To do >> Quote the entries below word for word, starting at the line containing "Task: check that each instance of the white and" and ending at the line containing "[(391, 290), (264, 288), (507, 179)]", with both of those lines included.

Stored dataset entries
[Start]

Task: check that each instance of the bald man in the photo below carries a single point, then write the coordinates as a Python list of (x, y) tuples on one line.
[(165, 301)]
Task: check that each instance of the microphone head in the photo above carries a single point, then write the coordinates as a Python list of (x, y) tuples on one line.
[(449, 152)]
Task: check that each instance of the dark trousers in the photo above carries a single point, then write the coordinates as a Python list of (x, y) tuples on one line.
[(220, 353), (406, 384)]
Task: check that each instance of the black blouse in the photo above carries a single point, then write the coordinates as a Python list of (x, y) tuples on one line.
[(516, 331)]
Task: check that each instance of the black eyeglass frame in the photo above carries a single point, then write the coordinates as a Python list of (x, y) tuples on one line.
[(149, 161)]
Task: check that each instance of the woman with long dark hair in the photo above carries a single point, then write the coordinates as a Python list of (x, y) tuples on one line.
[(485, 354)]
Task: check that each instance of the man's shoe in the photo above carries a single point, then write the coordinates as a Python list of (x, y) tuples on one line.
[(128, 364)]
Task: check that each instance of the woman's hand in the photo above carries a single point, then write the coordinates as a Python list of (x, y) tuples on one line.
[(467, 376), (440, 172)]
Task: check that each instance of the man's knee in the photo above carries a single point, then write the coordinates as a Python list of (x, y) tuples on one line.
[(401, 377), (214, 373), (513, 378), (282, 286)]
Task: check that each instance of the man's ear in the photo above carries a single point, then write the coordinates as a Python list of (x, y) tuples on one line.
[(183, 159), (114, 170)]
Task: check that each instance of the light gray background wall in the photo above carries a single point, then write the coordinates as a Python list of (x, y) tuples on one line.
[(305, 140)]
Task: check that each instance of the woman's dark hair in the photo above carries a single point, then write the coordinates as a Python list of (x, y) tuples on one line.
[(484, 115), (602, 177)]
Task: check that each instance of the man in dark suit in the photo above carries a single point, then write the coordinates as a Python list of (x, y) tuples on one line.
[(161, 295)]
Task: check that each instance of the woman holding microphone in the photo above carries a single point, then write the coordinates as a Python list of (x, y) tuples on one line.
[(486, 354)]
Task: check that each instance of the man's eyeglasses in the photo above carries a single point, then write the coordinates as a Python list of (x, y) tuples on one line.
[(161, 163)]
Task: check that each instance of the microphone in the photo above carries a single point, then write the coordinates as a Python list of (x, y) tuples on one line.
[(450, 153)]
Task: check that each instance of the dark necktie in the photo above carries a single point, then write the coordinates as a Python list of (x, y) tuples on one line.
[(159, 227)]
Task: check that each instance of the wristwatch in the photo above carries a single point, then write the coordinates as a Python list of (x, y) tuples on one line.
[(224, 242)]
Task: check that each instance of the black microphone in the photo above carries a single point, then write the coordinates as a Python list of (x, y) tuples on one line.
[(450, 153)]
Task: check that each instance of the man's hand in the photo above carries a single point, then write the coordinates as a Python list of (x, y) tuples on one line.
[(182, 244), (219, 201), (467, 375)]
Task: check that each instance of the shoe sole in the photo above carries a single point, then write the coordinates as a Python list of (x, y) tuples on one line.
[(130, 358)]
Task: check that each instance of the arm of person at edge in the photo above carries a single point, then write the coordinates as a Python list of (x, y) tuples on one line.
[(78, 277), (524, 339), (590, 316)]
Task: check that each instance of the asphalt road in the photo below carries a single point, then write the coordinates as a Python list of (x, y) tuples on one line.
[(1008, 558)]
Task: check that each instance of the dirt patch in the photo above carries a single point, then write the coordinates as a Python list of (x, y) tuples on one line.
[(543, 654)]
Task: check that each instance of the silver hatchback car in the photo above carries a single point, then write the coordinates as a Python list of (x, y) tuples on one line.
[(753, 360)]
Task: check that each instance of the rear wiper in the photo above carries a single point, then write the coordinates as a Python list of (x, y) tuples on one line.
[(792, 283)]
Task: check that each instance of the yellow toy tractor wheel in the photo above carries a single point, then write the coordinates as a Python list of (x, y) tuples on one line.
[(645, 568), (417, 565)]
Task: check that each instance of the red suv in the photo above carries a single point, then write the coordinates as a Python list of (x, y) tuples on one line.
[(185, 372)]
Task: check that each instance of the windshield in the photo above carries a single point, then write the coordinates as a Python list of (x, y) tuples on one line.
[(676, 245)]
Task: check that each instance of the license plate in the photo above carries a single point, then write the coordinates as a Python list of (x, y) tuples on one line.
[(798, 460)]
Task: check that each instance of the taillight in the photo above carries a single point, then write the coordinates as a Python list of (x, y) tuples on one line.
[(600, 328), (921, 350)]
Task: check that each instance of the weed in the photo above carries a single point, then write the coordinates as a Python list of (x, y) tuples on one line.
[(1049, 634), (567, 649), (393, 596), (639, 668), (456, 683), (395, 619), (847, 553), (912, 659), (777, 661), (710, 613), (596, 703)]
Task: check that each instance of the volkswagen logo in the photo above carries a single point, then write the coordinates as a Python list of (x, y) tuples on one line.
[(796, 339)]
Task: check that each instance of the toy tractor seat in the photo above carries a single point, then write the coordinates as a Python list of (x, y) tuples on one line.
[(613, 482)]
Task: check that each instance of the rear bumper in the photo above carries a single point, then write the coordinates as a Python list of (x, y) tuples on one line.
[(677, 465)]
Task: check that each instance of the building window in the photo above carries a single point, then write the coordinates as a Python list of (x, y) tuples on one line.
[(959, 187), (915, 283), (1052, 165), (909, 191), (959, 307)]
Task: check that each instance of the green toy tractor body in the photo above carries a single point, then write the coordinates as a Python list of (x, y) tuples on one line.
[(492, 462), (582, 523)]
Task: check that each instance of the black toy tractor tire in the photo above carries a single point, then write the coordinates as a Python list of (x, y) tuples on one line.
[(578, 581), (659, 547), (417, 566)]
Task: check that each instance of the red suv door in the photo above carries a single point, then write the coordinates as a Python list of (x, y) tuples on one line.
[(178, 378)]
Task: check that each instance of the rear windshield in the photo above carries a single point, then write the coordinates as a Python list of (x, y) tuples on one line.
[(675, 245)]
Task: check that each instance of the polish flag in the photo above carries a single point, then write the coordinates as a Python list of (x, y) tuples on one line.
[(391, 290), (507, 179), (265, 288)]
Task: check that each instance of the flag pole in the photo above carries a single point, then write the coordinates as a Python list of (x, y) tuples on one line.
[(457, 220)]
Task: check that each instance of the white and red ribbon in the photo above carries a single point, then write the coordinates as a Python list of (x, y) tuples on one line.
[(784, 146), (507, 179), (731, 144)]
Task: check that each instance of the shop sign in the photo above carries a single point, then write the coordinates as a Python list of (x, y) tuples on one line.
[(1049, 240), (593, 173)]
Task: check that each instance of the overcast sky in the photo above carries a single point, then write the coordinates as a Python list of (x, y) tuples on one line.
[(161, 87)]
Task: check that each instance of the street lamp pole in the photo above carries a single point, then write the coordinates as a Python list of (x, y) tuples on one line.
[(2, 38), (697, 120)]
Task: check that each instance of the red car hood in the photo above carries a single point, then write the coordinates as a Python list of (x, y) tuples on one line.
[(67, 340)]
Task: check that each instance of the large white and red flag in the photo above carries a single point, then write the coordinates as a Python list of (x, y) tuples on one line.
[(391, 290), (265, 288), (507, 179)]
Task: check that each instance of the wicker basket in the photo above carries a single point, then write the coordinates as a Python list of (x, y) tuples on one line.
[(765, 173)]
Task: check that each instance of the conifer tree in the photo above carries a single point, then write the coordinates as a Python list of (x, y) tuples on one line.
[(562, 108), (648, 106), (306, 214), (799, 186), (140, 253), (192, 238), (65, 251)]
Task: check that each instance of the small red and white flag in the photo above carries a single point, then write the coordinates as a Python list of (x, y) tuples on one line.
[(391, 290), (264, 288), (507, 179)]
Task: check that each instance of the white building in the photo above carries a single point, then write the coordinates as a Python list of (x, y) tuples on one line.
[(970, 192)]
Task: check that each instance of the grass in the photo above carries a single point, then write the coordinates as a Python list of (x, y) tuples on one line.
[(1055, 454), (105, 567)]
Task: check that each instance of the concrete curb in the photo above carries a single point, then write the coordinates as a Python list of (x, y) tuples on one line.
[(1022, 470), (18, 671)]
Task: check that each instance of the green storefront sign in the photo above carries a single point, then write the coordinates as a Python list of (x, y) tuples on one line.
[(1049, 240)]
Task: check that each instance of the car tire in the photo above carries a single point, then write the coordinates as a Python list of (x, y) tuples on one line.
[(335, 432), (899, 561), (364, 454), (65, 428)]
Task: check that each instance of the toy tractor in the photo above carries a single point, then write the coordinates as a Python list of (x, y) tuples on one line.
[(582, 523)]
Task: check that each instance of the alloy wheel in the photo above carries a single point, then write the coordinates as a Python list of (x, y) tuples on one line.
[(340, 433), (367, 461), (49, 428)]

[End]

Full solution >>
Task: check that each instance of the white and red ribbon in the photo above carries a single point, then write the coordinates as a Python list of (x, y) tuples on one line.
[(784, 146), (507, 179), (731, 144)]
Task: check that each instance of the shop sign in the photo above carries a single point, then write the coordinates as a Python list of (x, y) tuples on one line.
[(1049, 240), (593, 173)]
Task: check that each instance of the overcast sky in the photo above carries a single point, then write the coordinates as a Python list of (x, y) tuples on one line.
[(161, 87)]
Task: check that each instance of the street lamp pole in the photo above carries a single point, then write the coordinates as a Python list of (x, y) tuples on one line.
[(2, 38), (697, 120)]
Task: check that each instance of the red car hood in the photo above carries a single point, then write the coordinates as a Python list of (x, y) tuples on one line.
[(67, 340)]
Task: check that each instance of the large white and red flag in the photo above carries a single point, then write the coordinates as a Python list of (x, y) tuples on one line.
[(391, 290), (265, 288), (507, 179)]
Task: check that each instance of the wicker basket in the photo above carries a single point, then write the coordinates as a Python list of (x, y) tuples on one line.
[(765, 173)]
Task: check that each instance of the conifer tree in the photo above carries a single point, then write the coordinates as a Python list of (x, y) tuples on one line.
[(562, 108), (648, 106), (306, 214), (799, 186), (140, 253), (192, 238), (65, 251)]
Task: check that each instance of the small red and white flag in the photo above carries a single point, then write the coordinates as a Python list of (x, y) tuples on one line.
[(391, 290), (264, 288), (507, 179)]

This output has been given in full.